__EXTRACTED DATA__
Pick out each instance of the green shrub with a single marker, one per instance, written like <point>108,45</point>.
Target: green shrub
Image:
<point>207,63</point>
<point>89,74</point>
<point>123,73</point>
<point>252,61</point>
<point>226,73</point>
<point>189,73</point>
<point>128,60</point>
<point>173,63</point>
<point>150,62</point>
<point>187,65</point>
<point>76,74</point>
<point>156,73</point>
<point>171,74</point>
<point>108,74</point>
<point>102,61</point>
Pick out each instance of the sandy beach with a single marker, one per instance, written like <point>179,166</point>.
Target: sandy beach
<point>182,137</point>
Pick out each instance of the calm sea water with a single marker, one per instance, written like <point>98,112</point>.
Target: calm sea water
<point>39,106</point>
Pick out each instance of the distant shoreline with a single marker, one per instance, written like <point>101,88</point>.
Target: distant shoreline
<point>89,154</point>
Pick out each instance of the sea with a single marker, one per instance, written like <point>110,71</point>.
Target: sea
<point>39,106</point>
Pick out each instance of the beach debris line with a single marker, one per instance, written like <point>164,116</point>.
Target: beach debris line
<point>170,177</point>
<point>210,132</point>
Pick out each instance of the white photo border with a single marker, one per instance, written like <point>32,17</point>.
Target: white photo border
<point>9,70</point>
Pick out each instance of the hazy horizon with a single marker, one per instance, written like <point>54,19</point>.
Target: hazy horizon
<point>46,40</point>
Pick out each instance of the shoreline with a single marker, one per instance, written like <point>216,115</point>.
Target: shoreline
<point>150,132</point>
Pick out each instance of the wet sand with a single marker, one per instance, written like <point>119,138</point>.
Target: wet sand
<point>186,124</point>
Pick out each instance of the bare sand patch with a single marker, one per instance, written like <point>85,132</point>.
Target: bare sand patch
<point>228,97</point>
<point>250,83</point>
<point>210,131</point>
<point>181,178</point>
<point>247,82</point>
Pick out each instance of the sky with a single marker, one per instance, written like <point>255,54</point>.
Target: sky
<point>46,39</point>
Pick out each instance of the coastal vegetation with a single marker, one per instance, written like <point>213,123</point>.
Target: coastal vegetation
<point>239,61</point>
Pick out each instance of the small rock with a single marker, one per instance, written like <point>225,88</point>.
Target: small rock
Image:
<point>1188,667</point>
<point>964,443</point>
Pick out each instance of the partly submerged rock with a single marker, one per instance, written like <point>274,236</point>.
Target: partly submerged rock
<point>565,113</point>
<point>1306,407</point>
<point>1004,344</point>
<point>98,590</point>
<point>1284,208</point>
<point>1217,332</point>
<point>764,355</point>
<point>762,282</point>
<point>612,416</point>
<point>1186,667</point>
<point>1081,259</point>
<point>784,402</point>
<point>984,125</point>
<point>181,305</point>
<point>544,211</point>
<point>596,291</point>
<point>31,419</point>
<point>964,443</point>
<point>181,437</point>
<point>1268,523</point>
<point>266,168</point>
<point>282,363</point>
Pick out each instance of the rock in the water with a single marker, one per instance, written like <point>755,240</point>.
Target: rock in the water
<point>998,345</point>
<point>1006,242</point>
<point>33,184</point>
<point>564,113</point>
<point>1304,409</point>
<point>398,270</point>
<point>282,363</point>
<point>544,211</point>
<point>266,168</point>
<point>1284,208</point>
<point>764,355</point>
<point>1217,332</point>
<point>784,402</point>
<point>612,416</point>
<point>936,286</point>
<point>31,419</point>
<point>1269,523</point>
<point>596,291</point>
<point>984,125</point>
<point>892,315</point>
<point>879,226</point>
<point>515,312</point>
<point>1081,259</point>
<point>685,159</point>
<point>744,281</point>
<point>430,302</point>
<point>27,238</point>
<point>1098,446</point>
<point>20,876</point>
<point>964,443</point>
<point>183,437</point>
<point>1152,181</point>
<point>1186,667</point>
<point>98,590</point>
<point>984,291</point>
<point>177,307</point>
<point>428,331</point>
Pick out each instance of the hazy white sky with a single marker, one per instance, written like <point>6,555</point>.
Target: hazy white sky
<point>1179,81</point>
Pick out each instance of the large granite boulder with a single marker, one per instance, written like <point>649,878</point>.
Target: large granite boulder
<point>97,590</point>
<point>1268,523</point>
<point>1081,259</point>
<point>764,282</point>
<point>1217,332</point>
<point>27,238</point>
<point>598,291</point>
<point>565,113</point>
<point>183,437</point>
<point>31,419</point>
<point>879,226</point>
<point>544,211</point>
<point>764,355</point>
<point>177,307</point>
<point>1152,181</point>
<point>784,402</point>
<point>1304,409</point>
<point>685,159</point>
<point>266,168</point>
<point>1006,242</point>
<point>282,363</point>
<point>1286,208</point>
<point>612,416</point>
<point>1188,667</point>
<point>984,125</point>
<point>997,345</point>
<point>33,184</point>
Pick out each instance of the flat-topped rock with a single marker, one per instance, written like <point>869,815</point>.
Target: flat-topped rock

__YOUR INSTRUCTIONS__
Put every line of the records above into a numbered list, leaving out any blank lines.

__CORRECT RESULT__
1. Pick out each instance of the green shrub with a single marker, one per instance, written like <point>108,45</point>.
2. Target: green shrub
3. Image:
4. <point>207,63</point>
5. <point>89,74</point>
6. <point>123,73</point>
7. <point>252,61</point>
8. <point>226,73</point>
9. <point>189,73</point>
10. <point>128,60</point>
11. <point>173,63</point>
12. <point>150,62</point>
13. <point>187,65</point>
14. <point>76,74</point>
15. <point>156,73</point>
16. <point>171,74</point>
17. <point>108,74</point>
18. <point>102,61</point>
19. Pick out each instance of the sandy beach with a single marker, one per instance, written like <point>179,166</point>.
20. Target: sandy beach
21. <point>182,137</point>
22. Pick out each instance of the calm sea water with a single marker, one per instance, written like <point>98,112</point>.
23. Target: calm sea water
24. <point>39,106</point>
25. Pick out each instance of the distant shoreline with a single marker, one per instance, written like <point>101,88</point>.
26. Target: distant shoreline
27. <point>89,154</point>
28. Pick out each instance of the sea with a single marker, one per instance, written like <point>110,71</point>.
29. Target: sea
30. <point>39,106</point>
31. Pick out each instance of the beach debris line with a single marker, one per instance, written like <point>164,116</point>.
32. Target: beach debris line
33. <point>170,177</point>
34. <point>210,132</point>
35. Pick out each instance of the white photo border with a single marker, one per instance, written like <point>32,17</point>.
36. Target: white photo border
37. <point>9,70</point>
38. Pick out each instance of the hazy horizon with a single marker, one per instance, written like <point>54,19</point>.
39. Target: hazy horizon
40. <point>46,40</point>
41. Pick out each instance of the shoreline with a single marker, one per instance, written like <point>216,115</point>.
42. Target: shoreline
43. <point>150,132</point>
44. Pick out each instance of the wet sand with a single marker, one per instance, written like <point>119,138</point>.
45. Target: wet sand
46. <point>186,124</point>
47. Pick out each instance of the bare sand patch with a single marker, one per instance, written like <point>85,132</point>.
48. Target: bare sand patch
49. <point>228,97</point>
50. <point>250,83</point>
51. <point>210,131</point>
52. <point>181,178</point>
53. <point>247,82</point>
54. Pick out each instance of the sky with a single marker, one per instance, written like <point>255,54</point>.
55. Target: sky
56. <point>46,39</point>
57. Pick out each instance of the coastal vegetation with a single marker, one per instance, written like <point>213,123</point>.
58. Target: coastal vegetation
59. <point>239,61</point>
60. Pick out each instance of the small rock with a single marker, one per instance, written like <point>225,88</point>.
61. Target: small rock
62. Image:
63. <point>1188,667</point>
64. <point>964,443</point>
65. Pick out each instance of the partly submerged rock with a single marker, one per instance, written like <point>274,236</point>.
66. Target: partly submerged rock
67. <point>565,113</point>
68. <point>1306,407</point>
69. <point>1004,344</point>
70. <point>98,590</point>
71. <point>1284,208</point>
72. <point>1217,332</point>
73. <point>764,355</point>
74. <point>762,282</point>
75. <point>612,416</point>
76. <point>1186,667</point>
77. <point>1081,259</point>
78. <point>784,402</point>
79. <point>984,125</point>
80. <point>181,305</point>
81. <point>544,211</point>
82. <point>596,291</point>
83. <point>31,419</point>
84. <point>964,443</point>
85. <point>181,437</point>
86. <point>1268,523</point>
87. <point>266,168</point>
88. <point>282,363</point>
89. Pick out each instance of the rock in the water with a single marker, one per instance, written like <point>755,240</point>.
90. Target: rock in the water
91. <point>998,345</point>
92. <point>1006,242</point>
93. <point>33,184</point>
94. <point>564,113</point>
95. <point>1304,409</point>
96. <point>398,270</point>
97. <point>282,363</point>
98. <point>544,211</point>
99. <point>266,168</point>
100. <point>1284,208</point>
101. <point>764,355</point>
102. <point>1217,332</point>
103. <point>784,402</point>
104. <point>612,416</point>
105. <point>936,286</point>
106. <point>31,419</point>
107. <point>1269,523</point>
108. <point>596,291</point>
109. <point>984,125</point>
110. <point>892,315</point>
111. <point>879,226</point>
112. <point>515,312</point>
113. <point>1081,259</point>
114. <point>685,159</point>
115. <point>744,281</point>
116. <point>430,302</point>
117. <point>27,238</point>
118. <point>1098,446</point>
119. <point>20,876</point>
120. <point>964,443</point>
121. <point>183,437</point>
122. <point>1152,181</point>
123. <point>1186,667</point>
124. <point>98,590</point>
125. <point>984,291</point>
126. <point>177,307</point>
127. <point>428,331</point>
128. Pick out each instance of the hazy white sky with a single marker, one per instance, written like <point>6,555</point>.
129. Target: hazy white sky
130. <point>1179,81</point>
131. Pick out each instance of the large granite boulder with a single marker, one per instance, written like <point>649,878</point>.
132. Target: large granite boulder
133. <point>97,590</point>
134. <point>1268,523</point>
135. <point>1081,259</point>
136. <point>764,282</point>
137. <point>1217,332</point>
138. <point>27,238</point>
139. <point>598,291</point>
140. <point>565,113</point>
141. <point>183,437</point>
142. <point>31,419</point>
143. <point>879,226</point>
144. <point>544,211</point>
145. <point>764,355</point>
146. <point>177,307</point>
147. <point>1152,181</point>
148. <point>784,402</point>
149. <point>1304,409</point>
150. <point>685,159</point>
151. <point>266,168</point>
152. <point>1006,242</point>
153. <point>282,363</point>
154. <point>1286,208</point>
155. <point>612,416</point>
156. <point>1188,667</point>
157. <point>984,125</point>
158. <point>997,345</point>
159. <point>33,184</point>
160. Pick out each instance of the flat-topped rock with a single marker, one per instance, written like <point>869,815</point>.
161. Target: flat-topped rock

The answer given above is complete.